• SHORT PROBLEM: Pick out every line of the data below that contains the word "drink", and copy each one. Case counts.

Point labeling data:
++++++

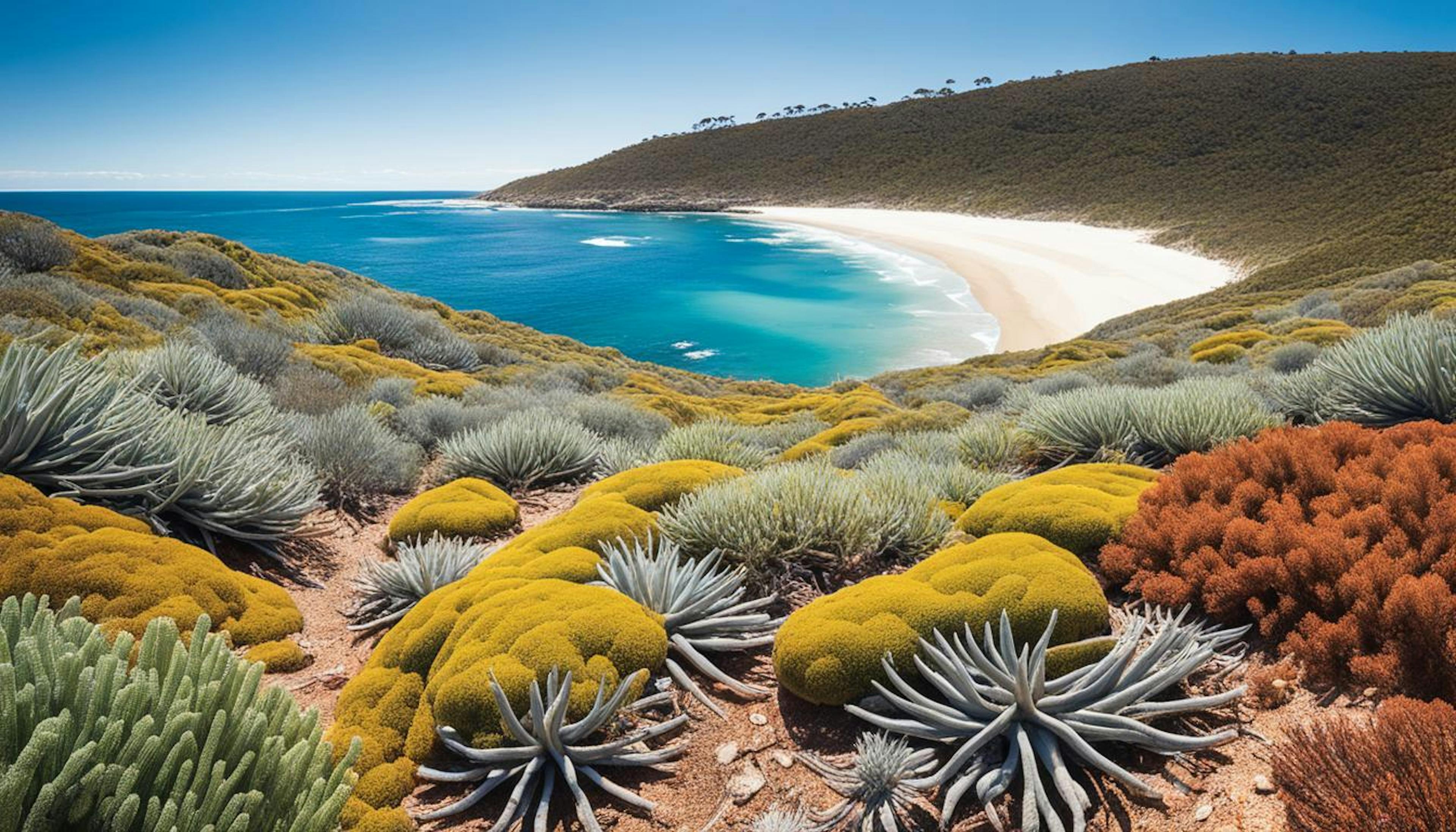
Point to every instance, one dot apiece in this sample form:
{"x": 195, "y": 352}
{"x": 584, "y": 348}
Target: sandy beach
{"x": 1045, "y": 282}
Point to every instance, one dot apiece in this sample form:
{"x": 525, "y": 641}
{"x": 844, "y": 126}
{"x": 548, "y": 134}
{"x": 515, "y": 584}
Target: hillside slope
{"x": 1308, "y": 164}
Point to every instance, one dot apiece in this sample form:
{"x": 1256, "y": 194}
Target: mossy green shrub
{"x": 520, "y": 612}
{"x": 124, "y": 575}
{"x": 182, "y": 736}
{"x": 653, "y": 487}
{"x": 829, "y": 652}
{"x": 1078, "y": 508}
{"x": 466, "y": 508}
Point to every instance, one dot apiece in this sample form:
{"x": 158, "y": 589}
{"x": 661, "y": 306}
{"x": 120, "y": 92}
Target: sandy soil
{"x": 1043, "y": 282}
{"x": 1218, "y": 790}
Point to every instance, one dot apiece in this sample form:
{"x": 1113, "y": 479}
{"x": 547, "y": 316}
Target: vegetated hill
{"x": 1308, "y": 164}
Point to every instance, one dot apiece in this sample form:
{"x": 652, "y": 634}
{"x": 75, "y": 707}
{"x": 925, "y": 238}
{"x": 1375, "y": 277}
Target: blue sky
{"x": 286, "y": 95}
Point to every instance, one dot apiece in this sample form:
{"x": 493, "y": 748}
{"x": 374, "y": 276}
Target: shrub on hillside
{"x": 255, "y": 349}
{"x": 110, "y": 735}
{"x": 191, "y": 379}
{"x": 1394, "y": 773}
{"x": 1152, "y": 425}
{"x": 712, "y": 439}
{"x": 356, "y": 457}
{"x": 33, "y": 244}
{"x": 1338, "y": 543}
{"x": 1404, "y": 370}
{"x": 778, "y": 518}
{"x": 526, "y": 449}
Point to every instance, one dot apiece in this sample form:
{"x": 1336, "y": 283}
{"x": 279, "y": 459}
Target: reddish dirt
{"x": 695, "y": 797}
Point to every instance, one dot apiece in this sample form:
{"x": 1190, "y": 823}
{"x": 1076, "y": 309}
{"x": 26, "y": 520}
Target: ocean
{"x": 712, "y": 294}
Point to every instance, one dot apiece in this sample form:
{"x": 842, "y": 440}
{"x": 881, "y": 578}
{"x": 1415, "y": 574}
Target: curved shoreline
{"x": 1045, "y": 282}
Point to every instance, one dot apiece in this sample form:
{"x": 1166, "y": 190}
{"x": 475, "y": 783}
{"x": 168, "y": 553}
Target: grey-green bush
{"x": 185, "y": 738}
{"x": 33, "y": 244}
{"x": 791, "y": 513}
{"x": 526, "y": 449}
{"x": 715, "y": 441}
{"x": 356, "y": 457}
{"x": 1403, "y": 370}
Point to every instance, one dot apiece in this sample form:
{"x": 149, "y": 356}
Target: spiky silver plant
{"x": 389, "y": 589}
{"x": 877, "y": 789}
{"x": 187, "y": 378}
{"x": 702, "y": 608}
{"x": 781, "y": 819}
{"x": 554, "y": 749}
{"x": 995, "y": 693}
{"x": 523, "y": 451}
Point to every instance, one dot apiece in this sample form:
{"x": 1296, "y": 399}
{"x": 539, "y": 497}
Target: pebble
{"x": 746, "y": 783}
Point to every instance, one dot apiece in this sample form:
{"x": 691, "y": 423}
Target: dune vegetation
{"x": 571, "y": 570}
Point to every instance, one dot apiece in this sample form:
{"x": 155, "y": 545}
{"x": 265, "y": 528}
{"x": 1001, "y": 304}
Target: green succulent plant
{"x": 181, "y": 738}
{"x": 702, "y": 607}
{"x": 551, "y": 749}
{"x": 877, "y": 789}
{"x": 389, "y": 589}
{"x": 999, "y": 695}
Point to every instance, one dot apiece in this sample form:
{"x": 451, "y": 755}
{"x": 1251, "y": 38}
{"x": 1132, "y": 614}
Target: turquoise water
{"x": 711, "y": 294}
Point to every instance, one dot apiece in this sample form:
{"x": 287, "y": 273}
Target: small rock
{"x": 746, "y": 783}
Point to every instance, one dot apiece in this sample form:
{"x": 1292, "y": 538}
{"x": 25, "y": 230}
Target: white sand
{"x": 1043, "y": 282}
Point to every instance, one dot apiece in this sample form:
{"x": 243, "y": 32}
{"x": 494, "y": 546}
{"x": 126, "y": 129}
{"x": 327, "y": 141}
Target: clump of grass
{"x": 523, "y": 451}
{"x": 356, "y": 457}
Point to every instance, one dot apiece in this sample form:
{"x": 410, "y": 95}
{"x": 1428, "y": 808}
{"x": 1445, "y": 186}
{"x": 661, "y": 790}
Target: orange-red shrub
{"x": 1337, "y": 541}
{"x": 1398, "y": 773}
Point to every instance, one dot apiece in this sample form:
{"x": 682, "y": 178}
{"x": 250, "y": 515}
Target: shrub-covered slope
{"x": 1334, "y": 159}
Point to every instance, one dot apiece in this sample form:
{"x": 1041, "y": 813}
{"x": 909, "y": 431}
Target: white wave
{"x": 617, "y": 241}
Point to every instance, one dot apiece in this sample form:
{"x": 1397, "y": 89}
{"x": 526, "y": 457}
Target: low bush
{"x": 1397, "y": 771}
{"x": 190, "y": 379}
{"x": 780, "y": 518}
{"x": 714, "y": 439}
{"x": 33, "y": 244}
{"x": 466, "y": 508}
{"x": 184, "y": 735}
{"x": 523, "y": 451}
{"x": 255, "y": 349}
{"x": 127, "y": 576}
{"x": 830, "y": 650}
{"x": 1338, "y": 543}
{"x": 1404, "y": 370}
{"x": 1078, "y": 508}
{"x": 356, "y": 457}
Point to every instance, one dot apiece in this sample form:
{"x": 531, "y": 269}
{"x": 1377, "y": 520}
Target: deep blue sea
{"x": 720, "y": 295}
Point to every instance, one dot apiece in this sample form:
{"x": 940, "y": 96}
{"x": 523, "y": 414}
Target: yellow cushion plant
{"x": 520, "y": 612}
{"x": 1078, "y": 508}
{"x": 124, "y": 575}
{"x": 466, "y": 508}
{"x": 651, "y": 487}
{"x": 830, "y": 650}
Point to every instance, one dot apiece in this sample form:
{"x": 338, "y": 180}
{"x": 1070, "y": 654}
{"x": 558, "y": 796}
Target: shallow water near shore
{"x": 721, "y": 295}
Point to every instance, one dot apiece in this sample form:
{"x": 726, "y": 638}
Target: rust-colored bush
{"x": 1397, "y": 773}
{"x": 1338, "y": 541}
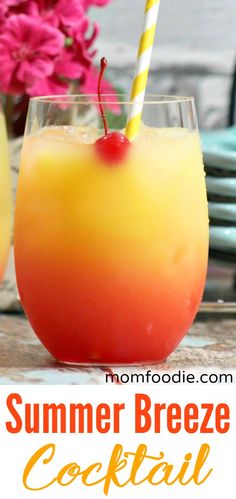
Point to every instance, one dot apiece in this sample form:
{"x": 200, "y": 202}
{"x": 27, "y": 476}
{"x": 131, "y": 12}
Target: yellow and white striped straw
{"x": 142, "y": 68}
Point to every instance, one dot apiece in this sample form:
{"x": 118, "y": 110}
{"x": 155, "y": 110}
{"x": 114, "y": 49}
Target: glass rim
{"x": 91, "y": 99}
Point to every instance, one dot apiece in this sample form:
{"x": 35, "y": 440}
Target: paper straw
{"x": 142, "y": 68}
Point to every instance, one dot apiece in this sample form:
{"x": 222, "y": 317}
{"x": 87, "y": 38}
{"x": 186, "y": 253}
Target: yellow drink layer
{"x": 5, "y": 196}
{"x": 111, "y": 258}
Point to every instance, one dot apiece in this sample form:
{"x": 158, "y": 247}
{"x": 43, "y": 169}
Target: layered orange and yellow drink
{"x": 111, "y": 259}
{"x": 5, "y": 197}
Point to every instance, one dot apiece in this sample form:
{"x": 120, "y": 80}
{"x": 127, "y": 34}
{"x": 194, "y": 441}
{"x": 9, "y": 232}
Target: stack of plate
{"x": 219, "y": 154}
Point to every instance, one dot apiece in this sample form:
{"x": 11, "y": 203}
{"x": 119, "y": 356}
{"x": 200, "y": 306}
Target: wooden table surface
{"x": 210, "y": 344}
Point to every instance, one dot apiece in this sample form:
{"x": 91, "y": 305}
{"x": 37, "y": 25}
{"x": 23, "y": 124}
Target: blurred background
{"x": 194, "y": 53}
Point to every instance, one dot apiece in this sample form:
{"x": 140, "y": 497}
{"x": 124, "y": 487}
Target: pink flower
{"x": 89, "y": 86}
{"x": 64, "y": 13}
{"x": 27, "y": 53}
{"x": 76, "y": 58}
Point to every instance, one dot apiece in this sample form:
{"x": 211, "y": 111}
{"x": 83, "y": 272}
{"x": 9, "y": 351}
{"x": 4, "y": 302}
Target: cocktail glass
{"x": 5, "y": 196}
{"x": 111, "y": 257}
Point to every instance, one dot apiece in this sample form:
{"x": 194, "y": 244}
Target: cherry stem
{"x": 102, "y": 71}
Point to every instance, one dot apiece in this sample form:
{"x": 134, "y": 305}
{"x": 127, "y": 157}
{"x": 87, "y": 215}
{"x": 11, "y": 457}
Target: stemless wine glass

++++++

• EXERCISE RESPONSE:
Target: yellow drink layer
Target: layered orange and yellow drink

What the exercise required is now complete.